Count the lines in the listing below that contain the string "door" and give only the number.

# [Labeled-object pointing listing]
▬▬▬▬▬▬

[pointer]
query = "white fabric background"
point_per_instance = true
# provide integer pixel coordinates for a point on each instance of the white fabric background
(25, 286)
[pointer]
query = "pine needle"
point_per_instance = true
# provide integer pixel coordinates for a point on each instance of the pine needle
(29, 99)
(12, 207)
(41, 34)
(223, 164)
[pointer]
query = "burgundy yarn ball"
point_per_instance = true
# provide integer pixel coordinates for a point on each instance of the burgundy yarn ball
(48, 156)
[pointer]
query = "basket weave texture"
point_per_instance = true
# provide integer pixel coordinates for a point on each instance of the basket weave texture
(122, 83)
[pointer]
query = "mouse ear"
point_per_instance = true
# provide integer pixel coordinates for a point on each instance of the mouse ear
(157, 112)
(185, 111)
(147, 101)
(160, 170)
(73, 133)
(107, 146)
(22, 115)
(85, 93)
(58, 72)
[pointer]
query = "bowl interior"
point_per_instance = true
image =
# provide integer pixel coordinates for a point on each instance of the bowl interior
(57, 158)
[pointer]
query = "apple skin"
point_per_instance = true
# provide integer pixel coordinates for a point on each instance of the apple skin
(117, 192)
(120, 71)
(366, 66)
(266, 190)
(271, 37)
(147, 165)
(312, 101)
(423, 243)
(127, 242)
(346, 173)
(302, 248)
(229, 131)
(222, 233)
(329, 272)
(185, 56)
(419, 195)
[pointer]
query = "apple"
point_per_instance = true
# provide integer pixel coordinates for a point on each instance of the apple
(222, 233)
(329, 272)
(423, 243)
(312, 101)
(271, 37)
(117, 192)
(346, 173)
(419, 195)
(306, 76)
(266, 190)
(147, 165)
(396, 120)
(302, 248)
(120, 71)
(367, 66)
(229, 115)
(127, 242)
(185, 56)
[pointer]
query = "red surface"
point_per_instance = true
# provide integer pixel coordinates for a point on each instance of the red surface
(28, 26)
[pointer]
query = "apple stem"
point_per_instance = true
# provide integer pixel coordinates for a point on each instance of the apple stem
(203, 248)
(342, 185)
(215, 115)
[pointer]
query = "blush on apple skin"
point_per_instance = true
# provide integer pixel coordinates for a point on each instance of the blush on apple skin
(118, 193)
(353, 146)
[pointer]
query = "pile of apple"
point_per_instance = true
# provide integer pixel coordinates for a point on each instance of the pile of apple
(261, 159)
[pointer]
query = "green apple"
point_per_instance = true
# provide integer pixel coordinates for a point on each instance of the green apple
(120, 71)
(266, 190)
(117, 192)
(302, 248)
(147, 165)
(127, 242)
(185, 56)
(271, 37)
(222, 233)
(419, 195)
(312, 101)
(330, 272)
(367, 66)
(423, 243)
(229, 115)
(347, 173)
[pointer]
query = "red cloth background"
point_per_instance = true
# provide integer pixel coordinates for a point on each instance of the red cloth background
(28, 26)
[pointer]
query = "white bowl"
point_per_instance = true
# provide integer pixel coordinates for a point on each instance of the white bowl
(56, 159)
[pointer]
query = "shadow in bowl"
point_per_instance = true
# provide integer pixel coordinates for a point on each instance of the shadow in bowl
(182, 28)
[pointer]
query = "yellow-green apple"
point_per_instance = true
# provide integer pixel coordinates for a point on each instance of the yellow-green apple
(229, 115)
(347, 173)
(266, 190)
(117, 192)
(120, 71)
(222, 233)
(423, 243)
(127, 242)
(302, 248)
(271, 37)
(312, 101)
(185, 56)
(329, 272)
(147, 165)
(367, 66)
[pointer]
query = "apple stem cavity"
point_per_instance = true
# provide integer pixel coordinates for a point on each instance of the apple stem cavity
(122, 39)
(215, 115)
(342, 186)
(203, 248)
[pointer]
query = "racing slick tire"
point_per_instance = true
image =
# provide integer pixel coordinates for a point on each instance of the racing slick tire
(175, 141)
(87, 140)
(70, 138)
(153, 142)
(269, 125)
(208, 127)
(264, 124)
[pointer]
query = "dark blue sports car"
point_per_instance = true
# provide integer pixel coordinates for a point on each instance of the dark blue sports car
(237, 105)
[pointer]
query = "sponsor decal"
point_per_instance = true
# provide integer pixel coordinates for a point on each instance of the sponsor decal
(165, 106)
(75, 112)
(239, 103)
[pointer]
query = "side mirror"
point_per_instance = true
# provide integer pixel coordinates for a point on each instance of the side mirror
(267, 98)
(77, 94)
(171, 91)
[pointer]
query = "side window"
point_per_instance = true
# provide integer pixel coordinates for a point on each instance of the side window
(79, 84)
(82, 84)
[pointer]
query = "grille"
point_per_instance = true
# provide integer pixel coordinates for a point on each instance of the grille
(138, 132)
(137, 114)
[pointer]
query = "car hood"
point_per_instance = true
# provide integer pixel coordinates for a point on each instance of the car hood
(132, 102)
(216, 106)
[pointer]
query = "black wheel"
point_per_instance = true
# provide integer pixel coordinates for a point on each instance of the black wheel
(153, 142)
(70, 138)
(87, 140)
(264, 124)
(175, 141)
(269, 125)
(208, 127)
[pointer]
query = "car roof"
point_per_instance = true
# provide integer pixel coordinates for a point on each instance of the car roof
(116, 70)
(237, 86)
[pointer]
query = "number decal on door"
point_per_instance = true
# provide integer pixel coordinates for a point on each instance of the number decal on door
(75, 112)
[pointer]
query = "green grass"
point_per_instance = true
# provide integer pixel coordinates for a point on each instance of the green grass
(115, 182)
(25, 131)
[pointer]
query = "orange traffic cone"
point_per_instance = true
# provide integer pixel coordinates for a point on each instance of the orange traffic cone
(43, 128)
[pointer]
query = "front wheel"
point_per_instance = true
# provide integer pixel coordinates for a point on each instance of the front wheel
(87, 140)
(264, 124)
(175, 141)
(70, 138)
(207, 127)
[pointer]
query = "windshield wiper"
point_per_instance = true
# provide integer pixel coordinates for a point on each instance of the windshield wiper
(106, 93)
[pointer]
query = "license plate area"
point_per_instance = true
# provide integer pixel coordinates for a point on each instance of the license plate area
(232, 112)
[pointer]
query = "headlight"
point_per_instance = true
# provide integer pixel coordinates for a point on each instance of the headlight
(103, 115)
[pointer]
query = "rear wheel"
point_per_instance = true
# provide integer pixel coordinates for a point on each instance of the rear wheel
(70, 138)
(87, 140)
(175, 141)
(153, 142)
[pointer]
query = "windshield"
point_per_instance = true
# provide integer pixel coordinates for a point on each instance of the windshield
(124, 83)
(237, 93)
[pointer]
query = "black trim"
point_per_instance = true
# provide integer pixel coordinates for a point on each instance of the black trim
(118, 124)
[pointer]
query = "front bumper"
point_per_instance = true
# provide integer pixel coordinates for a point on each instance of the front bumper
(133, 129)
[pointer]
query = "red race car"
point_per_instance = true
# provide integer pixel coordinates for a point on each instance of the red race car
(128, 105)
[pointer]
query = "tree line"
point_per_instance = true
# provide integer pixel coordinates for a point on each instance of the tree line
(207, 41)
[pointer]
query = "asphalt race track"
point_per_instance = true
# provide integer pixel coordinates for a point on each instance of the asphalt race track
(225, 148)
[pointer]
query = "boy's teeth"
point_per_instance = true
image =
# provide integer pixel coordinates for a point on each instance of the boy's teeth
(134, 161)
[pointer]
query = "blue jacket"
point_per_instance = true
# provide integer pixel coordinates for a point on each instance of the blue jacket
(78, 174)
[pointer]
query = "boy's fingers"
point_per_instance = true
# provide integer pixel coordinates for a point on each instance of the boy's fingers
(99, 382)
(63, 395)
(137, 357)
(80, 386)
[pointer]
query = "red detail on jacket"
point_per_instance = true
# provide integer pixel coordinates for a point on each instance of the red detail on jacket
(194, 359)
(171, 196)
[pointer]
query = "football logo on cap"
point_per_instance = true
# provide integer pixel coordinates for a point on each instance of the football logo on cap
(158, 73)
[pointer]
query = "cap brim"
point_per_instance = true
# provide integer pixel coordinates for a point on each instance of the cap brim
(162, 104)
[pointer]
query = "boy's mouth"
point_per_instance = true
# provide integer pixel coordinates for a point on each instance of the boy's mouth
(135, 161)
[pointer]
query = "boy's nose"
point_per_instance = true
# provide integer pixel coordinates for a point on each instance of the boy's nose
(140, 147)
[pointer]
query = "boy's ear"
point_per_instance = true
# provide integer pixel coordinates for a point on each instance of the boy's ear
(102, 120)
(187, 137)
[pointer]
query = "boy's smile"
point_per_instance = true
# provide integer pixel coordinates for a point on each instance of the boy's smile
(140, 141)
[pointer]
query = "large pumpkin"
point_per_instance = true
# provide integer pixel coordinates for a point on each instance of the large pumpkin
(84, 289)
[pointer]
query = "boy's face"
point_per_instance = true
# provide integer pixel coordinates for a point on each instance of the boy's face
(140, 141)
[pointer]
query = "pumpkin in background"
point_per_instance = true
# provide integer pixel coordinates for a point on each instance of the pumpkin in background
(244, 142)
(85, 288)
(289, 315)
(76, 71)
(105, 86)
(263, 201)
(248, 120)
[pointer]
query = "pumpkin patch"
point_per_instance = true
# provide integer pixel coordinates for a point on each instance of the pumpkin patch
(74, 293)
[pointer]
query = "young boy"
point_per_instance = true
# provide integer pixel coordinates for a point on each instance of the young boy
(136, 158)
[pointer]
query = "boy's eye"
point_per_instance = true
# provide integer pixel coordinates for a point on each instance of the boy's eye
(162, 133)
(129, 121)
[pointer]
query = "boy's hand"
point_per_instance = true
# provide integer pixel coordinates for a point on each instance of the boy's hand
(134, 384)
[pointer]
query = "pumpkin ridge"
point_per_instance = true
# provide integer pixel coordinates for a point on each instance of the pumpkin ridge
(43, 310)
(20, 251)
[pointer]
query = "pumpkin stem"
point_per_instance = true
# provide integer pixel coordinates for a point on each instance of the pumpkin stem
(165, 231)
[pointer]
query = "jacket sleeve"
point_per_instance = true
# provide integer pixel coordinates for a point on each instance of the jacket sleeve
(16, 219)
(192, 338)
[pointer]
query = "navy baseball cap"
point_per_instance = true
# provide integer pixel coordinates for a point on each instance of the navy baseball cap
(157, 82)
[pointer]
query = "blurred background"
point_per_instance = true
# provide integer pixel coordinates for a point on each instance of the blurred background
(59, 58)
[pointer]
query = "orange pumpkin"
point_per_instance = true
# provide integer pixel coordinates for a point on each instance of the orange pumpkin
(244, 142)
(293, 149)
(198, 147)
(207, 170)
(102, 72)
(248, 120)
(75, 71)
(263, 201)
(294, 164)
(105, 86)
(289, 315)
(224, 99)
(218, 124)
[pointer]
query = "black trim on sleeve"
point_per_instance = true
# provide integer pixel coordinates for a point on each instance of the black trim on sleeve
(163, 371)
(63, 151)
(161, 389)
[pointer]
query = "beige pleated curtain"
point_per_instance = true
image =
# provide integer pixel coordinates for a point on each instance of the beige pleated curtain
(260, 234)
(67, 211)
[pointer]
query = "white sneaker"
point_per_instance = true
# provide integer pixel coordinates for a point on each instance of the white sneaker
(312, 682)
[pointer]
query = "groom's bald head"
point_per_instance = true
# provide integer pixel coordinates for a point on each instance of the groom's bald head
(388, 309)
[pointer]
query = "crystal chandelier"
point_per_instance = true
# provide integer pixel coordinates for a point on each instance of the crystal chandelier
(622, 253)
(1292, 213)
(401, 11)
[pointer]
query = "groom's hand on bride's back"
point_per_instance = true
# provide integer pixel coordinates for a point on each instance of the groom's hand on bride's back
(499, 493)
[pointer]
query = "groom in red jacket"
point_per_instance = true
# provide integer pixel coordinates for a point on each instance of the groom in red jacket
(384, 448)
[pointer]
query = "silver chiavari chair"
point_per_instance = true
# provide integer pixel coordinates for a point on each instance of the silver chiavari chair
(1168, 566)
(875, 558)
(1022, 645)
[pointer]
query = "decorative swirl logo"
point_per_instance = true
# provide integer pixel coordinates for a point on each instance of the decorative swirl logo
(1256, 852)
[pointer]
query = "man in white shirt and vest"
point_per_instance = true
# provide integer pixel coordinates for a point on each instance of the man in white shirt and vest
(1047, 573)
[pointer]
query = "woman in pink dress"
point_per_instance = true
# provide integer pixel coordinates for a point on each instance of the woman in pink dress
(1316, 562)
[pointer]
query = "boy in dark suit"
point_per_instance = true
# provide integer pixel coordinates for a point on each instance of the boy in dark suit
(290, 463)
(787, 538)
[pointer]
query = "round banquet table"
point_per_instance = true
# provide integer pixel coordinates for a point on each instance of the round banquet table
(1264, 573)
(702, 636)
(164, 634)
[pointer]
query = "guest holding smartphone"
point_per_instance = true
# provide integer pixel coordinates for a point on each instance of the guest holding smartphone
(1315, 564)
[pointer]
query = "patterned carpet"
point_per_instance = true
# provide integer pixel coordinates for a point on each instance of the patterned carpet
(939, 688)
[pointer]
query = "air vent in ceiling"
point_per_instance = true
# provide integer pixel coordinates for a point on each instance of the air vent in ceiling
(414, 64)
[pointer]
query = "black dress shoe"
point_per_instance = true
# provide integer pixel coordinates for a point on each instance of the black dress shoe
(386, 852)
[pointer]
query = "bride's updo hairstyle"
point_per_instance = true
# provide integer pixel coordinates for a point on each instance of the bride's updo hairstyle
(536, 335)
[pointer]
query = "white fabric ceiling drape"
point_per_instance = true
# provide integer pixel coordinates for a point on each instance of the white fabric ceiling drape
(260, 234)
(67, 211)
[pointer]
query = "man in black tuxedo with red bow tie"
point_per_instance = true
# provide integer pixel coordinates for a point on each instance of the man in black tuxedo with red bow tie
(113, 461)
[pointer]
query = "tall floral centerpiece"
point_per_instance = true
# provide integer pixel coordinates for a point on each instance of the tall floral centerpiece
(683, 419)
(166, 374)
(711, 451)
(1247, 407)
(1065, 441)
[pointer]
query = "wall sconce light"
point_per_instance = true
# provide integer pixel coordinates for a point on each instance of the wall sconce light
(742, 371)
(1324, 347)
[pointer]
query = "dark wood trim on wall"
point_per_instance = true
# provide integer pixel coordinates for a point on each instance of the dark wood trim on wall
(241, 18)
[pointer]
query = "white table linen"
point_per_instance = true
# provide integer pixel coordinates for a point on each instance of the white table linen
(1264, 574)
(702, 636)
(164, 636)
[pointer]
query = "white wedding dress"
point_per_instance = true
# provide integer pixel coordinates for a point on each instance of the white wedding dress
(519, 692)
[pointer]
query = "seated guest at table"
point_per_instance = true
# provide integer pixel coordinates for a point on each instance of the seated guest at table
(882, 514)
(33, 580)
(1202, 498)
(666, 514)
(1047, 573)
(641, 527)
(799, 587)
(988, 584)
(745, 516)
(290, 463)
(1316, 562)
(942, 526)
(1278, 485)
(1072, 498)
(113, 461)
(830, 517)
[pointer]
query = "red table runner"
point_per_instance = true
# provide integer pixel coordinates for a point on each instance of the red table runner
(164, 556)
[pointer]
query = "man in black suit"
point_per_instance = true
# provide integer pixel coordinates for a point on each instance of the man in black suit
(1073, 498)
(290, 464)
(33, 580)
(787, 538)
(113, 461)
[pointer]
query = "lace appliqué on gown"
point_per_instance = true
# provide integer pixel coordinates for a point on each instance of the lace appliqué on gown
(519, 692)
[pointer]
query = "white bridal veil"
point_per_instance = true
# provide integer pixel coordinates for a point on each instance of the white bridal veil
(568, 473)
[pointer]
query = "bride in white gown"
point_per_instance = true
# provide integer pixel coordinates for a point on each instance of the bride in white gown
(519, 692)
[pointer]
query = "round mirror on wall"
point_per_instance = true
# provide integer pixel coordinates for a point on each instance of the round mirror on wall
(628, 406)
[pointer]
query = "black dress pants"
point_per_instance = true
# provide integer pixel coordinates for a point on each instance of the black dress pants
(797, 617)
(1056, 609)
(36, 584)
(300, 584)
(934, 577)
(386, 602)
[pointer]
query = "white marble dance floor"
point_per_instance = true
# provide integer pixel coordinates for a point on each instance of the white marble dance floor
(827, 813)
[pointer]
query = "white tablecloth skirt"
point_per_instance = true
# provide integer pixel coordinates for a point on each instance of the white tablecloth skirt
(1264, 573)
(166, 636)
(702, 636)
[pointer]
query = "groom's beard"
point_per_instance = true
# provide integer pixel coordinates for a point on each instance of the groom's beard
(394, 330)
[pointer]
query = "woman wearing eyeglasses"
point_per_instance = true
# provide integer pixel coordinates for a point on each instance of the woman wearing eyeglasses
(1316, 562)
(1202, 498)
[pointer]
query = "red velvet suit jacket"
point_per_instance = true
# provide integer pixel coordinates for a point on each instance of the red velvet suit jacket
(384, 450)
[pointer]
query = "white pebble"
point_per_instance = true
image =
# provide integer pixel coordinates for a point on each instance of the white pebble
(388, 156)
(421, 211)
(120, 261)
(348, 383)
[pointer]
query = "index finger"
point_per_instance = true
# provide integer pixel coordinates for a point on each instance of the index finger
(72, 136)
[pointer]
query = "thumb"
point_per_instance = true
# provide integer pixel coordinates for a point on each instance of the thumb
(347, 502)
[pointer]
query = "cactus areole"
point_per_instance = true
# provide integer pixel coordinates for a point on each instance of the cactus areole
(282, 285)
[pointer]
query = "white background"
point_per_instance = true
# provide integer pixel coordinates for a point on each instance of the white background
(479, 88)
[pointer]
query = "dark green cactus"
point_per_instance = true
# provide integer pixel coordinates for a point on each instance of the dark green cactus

▬▬▬▬▬▬

# [Expected answer]
2